▶ Tekst źródłowy
05.11.2015 Rubin Kazań 0:1 Liverpool
Artykuł z cyklu Oceny LFC.pl
Liverpool wygrał wyjazdowe spotkanie z Rubinem Kazań dzięki bramce Jordona Ibe'a. Dzięki odniesionemu zwycięstwu pozycja the Reds w tabeli grupy B Ligi Europy uległa poprawie po poprzednich trzech remisach. Oto oceny serwisu za to spotkanie!
WYJŚCIOWA XI
Simon Mignolet 6,5 - Jak ocenić bramkarza, który cały mecz jedynie marznie? Rubin ani razu nie zagroził jego bramce a zadaniem Belga było głównie podawanie piłki obrońcom. Miał niewielki problem przy jedynej interwencji, kiedy musiał wyjść do dośrodkowania.
Alberto Moreno 7 - Spędził sporo czasu na połowie rywala i dominował po lewej stronie. Nie miał wiele okazji do wykazania się, ponieważ gra częściej prowadzona była po prawej stronie boiska. Oddał jednak groźny strzał, który po rykoszecie wylądował w bocznej siatce. Nie popisał się przy próbie z rzutu wolnego, uderzył nisko w mur. Kiedy był potrzebny skutecznie wracał do defensywy.
Mamadou Sakho 8 - Bestia. W obronie bezbłędny. Dyrygował formacją defensywną, jak trzeba było potrafił krzyknąć na kolegów. Największe wrażenie pozostawiły jednak jego podania. Środkowi pomocnicy schodzący po piłkę nie potrafili przenosić ciężaru gry na połowę przeciwnika tak jak wykonywał to Francuz. Rosyjski zespół to nie był godny rywal dla Sakho.
Dejan Lovren 7,5 - Również skała w obronie. Dużo udanych interwencji, w tym także wysokich wyjść do przeciwnika. Jego podania nie były tak przeszywające jak Sakho, ale spokojnie trafiały do adresata. Pokazał się w ofensywie. Oddał groźny strzał głową oraz dobrze wymienił piłkę z Ibem pod koniec pierwszej połowy, kiedy zdolnościami akrobatycznymi musiał popisać się bramkarz Rubina. Na minus niepotrzebny faul i żółta kartka.
Nathaniel Clyne 7,5 - W defensywie ze względu na słabość piłkarzy z Kazania nie miał wiele obowiązków, więc wiele energii włożył w ofensywę. Dobrze wyglądała jego współpraca z Ibem. Clyne kilkukrotnie próbował dośrodkowań. Jedno było groźne, kiedy obrońca w ostatniej chwili zdjął piłkę z głowy Benteke. Reszta niestety była zbyt lekka i z łatwością wyłapywana.

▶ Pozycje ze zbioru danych
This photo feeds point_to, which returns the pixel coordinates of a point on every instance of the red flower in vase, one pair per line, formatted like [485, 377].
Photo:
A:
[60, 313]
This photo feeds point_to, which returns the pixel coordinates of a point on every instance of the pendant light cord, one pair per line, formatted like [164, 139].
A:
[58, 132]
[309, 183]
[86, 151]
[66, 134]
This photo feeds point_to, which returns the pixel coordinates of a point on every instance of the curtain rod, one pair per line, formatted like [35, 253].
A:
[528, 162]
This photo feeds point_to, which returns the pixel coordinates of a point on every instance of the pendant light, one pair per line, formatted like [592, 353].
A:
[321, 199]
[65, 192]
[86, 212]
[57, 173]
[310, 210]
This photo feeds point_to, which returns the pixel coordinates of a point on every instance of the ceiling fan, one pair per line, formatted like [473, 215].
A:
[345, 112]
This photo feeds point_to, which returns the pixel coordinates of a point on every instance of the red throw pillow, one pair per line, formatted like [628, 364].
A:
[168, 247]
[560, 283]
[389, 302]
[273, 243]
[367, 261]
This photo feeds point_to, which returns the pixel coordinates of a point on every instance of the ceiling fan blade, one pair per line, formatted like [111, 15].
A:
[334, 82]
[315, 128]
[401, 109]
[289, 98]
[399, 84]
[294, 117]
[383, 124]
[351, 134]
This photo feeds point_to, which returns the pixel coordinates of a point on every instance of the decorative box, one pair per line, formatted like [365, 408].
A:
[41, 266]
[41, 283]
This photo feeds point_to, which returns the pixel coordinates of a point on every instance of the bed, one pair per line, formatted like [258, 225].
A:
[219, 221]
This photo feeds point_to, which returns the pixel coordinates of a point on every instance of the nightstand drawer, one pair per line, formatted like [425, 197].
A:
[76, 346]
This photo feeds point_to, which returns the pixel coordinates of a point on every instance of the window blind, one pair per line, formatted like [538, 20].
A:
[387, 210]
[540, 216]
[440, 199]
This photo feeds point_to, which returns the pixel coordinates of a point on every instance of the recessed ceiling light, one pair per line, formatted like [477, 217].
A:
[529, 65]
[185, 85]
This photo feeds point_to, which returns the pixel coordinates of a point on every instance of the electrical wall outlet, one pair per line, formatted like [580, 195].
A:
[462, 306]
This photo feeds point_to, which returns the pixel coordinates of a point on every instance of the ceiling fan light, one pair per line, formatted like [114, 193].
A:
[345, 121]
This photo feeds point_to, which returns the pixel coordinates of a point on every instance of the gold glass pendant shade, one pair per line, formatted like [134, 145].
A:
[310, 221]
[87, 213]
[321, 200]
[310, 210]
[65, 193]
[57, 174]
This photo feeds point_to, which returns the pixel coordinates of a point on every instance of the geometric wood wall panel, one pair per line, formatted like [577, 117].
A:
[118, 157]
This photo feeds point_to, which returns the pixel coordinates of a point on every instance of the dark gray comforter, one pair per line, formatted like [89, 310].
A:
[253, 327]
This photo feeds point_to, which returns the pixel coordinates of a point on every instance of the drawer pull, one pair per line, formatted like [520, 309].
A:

==

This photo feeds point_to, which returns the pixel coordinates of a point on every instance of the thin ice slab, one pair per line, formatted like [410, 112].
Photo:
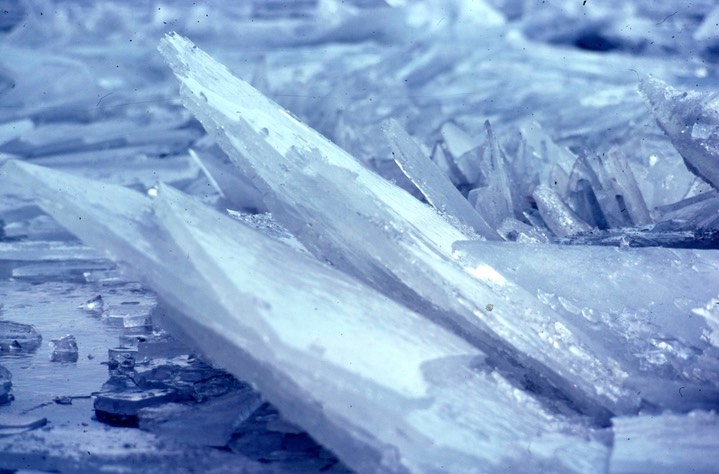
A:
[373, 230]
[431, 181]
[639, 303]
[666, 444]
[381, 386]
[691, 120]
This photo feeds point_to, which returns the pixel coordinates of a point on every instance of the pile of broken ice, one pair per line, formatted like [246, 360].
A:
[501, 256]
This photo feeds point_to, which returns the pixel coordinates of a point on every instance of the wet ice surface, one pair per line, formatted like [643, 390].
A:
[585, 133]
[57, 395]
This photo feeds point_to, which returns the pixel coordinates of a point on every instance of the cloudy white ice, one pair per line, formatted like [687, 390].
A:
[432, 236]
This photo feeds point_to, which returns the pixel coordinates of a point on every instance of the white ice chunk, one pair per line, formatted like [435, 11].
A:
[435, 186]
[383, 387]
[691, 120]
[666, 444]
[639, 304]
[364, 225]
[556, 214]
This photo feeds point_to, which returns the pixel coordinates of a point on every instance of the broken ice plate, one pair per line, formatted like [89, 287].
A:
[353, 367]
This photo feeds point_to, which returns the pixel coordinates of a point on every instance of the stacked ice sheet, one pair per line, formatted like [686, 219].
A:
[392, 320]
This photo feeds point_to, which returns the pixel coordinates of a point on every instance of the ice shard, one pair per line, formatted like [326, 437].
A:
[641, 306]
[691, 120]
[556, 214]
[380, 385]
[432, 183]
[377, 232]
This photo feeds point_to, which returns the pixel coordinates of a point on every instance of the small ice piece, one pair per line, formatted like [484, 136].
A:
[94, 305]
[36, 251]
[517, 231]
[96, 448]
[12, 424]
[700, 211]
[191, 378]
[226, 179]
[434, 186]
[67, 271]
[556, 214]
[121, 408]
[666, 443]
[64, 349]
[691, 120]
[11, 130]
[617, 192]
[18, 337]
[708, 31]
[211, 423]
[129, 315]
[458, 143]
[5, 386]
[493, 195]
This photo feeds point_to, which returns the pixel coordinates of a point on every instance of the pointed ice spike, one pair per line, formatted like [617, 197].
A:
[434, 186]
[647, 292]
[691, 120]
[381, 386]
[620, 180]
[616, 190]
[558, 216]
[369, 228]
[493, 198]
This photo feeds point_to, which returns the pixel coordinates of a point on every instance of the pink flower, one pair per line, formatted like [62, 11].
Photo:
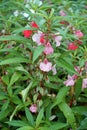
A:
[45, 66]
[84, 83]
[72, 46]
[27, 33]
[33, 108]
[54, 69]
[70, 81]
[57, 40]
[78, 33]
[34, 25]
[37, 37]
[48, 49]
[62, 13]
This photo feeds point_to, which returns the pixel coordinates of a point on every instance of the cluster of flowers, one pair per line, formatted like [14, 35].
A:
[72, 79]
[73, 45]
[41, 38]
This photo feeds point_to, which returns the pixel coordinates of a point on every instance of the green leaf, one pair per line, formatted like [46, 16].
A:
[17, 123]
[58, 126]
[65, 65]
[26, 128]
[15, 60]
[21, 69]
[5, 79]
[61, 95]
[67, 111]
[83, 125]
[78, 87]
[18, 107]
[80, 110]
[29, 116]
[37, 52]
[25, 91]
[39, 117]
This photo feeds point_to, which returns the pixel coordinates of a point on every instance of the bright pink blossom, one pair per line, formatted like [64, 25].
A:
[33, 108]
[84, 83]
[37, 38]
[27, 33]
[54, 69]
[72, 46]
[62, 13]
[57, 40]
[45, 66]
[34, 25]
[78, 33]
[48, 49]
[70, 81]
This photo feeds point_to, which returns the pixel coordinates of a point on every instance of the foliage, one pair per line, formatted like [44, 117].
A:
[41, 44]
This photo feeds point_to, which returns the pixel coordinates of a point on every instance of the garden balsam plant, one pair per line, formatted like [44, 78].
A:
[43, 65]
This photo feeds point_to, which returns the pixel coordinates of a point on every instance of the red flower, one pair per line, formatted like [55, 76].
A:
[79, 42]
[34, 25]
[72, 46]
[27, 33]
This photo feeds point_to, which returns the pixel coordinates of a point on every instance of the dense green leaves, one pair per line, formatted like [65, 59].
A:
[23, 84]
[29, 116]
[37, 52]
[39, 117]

▶ Zadania
- a) Wypisz każdy wiersz, w którym występuje słowo „drawer”.
- b) Napisz dalszy ciąg ocen zawodników Liverpoolu za mecz z Rubinem Kazań, zaczynając zaraz po ostatnim zdaniu tekstu.

▶ Odpowiedzi
- a)
This photo feeds point_to, which returns the pixel coordinates of a point on every instance of the nightstand drawer, one pair per line, formatted like [425, 197].
This photo feeds point_to, which returns the pixel coordinates of a point on every instance of the drawer pull, one pair per line, formatted like [520, 309].

- b)
Emre Can 7 - Przyzwoity występ, chociaż dość nierówny. Potrafił dobrze wymieniać piłkę z obrońcami, także wychodziły mu całkiem nieźle szybsze wymiana podań na połowie rywala, ale już długie zagrania szwankowały. Dwa pierwsze strzały miał bardzo słabe, później otrzymał dobre podanie przed pole karne, ale nieskutecznie próbował dryblingu. W kolejnych próbach było lepiej. Po solowej akcji i zejściu z lewej strony do środka oddał niezły strzał. Groźnie uderzał także w drugiej połowie po rzucie rożnym. Był faulowany w polu karnym, ale za wiele dodał od siebie upadając i sędzia zignorował to zdarzenie.
Joe Allen 6,5 - Niemal niewidoczny w grze. Podobnie jak Can brakowało ofensywnych podań, dynamizujących grę. Popełnił kilka błędów niecelnie podając lub faulując, ale przeciwnik nie potrafił z tego skorzystać. Przeciętny występ.
James Milner 6 - Kolejny raz najsłabsze ogniwo zespołu. Paradoksalnie miał dwie najlepsze okazje do zdobycia bramki, ale zamiast spokojnie celować wybierał wariant siłowy. Za pierwszym razem brawurową akcję Firmino zakończył trafieniem w poprzeczkę. Przy drugiej próbie uderzał w środek na podobnej wysokości. Brakowało dokładności w jego podaniach. Nie potrafił uwalniać się spod krycia jak inni ofensywnie ustawieni piłkarze Liverpoolu w tym meczu. Jego rozwiązaniem na każdą akcję jest dośrodkowanie. Całkiem nieźle je wykonuje, ale tym razem nie stworzyły one zagrożenia. Zszedł po godzinie gry.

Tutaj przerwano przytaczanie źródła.